TASK OBJECTIVE
In the 340B hearing summary below, who was the only person to testify?

On Tuesday, June 19, 2018, the Senate HELP Committee held a hearing on the “Effective Administration of the 340B Drug Pricing Program”, featuring the testimony of only Captain Krista Pedley, Director of HRSA Office of Pharmacy Affairs. The theme of the hearing focused on HRSA’s oversight of the 340B program and the necessary data points needed to measure the program according to its Congressional intent.
In their statements, several Senators shared real world examples of covered entities (CEs) in their states and their use of 340B savings; detailing unique programs and services that would not be available without funds provided by the 340B program.
Sen. Alexander (R-TN) – “Congress can’t make the 340B program work better for patients in hospitals if we don’t have accurate and complete information about how the program works.” He stated that there is no consistent data to track how CEs are spending 340B savings, and asked if HRSA had the proper statutory authority to effectively oversee the program…most importantly, measuring how CEs spend 340B savings?

RECORDED INFORMATION
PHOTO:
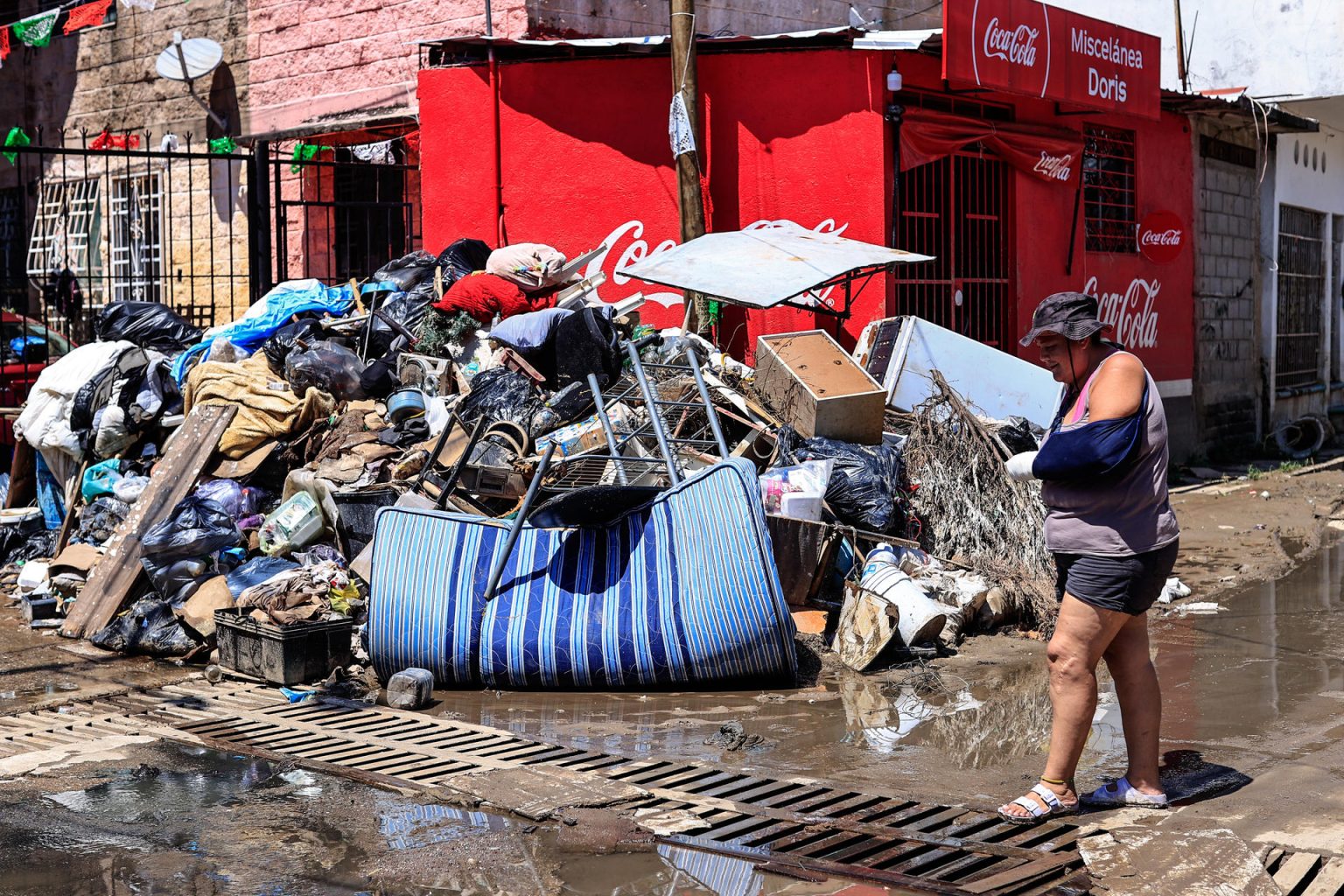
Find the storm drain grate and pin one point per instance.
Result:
(797, 825)
(1304, 873)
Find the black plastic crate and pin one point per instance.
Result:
(281, 654)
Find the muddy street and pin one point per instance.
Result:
(1251, 713)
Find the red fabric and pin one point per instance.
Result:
(484, 296)
(87, 15)
(108, 140)
(1043, 152)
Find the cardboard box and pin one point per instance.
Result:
(817, 388)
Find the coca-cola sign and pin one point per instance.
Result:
(1011, 45)
(1031, 49)
(1132, 312)
(1161, 235)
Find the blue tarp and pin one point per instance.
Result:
(269, 315)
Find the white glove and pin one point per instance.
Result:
(1019, 466)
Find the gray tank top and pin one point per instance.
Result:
(1120, 516)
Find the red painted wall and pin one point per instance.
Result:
(586, 158)
(794, 135)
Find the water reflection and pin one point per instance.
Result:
(1276, 648)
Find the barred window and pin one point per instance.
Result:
(1109, 196)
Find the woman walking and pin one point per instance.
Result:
(1115, 539)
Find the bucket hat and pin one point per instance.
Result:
(1070, 315)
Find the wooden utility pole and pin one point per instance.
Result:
(687, 167)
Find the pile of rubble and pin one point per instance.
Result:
(376, 472)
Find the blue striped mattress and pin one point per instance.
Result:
(679, 592)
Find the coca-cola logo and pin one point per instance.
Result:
(1011, 45)
(1055, 167)
(1160, 236)
(626, 246)
(1133, 312)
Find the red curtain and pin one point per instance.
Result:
(1042, 152)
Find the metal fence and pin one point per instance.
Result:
(1301, 293)
(333, 214)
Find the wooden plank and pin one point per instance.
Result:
(1329, 881)
(1294, 871)
(172, 479)
(23, 476)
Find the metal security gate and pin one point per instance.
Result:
(1301, 291)
(956, 208)
(336, 215)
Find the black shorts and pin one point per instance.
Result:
(1125, 584)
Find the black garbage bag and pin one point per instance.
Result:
(865, 481)
(584, 343)
(281, 343)
(150, 626)
(393, 324)
(461, 258)
(148, 326)
(328, 367)
(500, 394)
(24, 542)
(411, 273)
(100, 519)
(195, 528)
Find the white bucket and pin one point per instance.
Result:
(920, 618)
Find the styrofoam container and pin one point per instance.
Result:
(922, 618)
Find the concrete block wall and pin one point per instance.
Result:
(1228, 359)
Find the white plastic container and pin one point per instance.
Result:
(920, 618)
(295, 524)
(800, 506)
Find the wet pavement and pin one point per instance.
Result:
(1253, 727)
(182, 820)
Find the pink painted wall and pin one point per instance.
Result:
(333, 57)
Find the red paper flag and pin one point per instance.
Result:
(88, 15)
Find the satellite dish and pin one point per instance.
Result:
(188, 60)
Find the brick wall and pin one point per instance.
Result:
(1228, 366)
(321, 58)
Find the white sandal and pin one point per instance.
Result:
(1037, 812)
(1121, 793)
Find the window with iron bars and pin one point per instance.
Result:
(1110, 200)
(118, 262)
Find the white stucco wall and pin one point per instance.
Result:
(1271, 47)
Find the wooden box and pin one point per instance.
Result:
(816, 387)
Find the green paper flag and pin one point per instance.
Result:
(15, 138)
(305, 152)
(35, 32)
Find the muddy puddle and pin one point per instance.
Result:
(1277, 652)
(195, 821)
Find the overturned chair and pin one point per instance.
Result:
(680, 590)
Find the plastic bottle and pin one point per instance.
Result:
(295, 524)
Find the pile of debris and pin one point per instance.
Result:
(472, 465)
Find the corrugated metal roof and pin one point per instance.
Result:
(631, 43)
(764, 268)
(917, 39)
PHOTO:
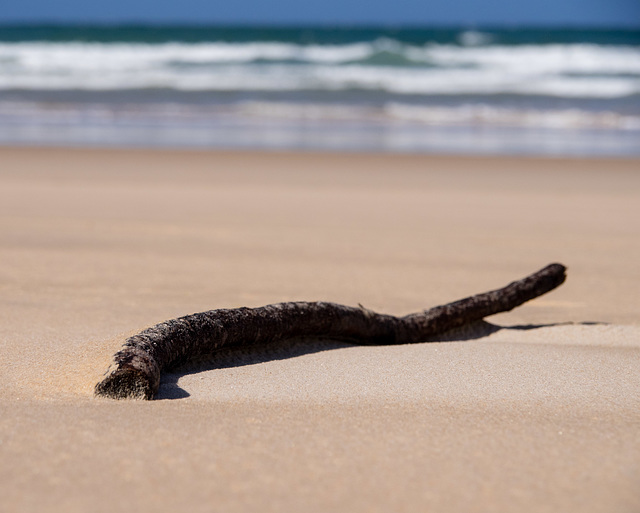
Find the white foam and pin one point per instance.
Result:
(587, 71)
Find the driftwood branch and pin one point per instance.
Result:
(135, 371)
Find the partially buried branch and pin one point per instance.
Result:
(135, 371)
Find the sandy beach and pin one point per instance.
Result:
(537, 411)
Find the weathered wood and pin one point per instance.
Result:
(135, 371)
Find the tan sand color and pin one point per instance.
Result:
(537, 411)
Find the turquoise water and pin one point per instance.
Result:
(454, 90)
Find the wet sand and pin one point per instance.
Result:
(536, 411)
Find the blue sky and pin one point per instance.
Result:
(396, 12)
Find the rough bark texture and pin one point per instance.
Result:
(135, 371)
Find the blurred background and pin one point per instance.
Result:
(500, 77)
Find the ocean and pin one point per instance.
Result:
(568, 92)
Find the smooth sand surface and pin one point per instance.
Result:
(537, 411)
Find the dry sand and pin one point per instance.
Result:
(539, 411)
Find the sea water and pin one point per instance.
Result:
(492, 91)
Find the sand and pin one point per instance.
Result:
(537, 411)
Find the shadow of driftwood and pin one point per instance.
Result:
(238, 357)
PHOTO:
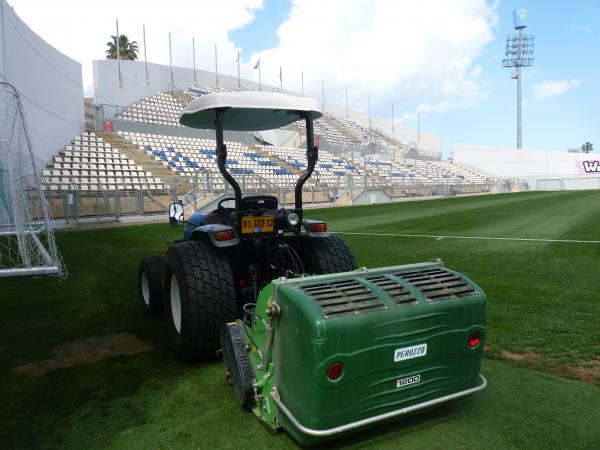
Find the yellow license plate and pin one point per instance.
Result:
(257, 224)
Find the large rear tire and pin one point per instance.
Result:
(326, 255)
(200, 297)
(150, 276)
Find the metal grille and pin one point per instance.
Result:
(438, 284)
(396, 291)
(343, 298)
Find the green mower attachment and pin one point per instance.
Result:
(326, 355)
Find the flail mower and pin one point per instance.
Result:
(310, 342)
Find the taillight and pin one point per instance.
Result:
(474, 339)
(225, 235)
(318, 227)
(335, 371)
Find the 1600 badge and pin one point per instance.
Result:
(402, 382)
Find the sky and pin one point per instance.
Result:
(439, 58)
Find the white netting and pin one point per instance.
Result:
(27, 244)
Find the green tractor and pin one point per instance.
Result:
(310, 343)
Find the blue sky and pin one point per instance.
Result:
(567, 50)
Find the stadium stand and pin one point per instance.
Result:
(162, 108)
(182, 166)
(90, 163)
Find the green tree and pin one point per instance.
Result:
(587, 147)
(127, 50)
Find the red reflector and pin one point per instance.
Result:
(318, 227)
(335, 371)
(474, 340)
(225, 235)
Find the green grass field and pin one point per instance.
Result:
(543, 340)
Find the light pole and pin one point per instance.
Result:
(519, 53)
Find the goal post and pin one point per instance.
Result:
(27, 245)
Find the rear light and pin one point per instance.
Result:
(225, 235)
(475, 339)
(318, 227)
(335, 371)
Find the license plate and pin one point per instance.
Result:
(257, 224)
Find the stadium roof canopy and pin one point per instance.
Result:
(248, 111)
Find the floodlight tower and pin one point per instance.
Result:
(519, 53)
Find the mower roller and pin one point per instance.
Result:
(310, 343)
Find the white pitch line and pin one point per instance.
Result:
(439, 236)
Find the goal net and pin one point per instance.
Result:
(27, 245)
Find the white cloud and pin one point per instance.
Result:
(416, 54)
(419, 55)
(81, 28)
(552, 88)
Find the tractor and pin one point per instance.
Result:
(310, 343)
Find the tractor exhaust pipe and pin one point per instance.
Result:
(312, 154)
(221, 153)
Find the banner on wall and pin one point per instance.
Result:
(588, 166)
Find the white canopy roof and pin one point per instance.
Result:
(248, 111)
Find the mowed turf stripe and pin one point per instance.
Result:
(489, 238)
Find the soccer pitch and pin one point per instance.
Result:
(536, 255)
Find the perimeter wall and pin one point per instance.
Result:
(49, 83)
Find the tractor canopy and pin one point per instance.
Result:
(248, 111)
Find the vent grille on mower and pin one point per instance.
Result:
(396, 291)
(437, 284)
(343, 298)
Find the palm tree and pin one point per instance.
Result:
(588, 147)
(127, 50)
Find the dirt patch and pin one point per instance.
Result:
(590, 373)
(86, 351)
(528, 356)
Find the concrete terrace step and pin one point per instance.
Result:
(133, 152)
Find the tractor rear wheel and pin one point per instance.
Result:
(326, 255)
(200, 297)
(150, 274)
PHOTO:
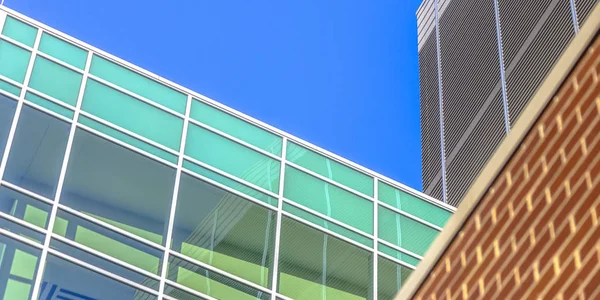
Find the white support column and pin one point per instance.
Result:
(375, 236)
(574, 16)
(169, 237)
(63, 172)
(441, 100)
(278, 221)
(501, 60)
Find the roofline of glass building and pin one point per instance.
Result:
(227, 109)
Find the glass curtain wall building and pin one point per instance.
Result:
(117, 184)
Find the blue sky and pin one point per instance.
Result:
(341, 74)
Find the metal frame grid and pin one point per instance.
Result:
(56, 205)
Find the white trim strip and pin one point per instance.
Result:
(63, 171)
(275, 269)
(93, 268)
(171, 222)
(219, 271)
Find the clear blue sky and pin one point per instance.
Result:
(341, 74)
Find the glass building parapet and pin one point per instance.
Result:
(117, 184)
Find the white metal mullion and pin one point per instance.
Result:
(99, 271)
(574, 16)
(501, 60)
(61, 179)
(275, 267)
(13, 127)
(328, 219)
(376, 236)
(440, 101)
(169, 237)
(416, 219)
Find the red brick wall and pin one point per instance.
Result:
(535, 234)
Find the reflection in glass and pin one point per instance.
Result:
(224, 230)
(66, 280)
(18, 265)
(210, 283)
(37, 152)
(118, 186)
(314, 265)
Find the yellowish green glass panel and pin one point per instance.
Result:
(236, 127)
(13, 61)
(19, 31)
(123, 137)
(330, 168)
(405, 232)
(55, 80)
(138, 84)
(132, 114)
(63, 50)
(328, 199)
(327, 225)
(411, 204)
(233, 158)
(45, 103)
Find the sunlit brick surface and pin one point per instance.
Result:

EXERCISE ANSWER
Captain Krista Pedley, Director of HRSA Office of Pharmacy Affairs.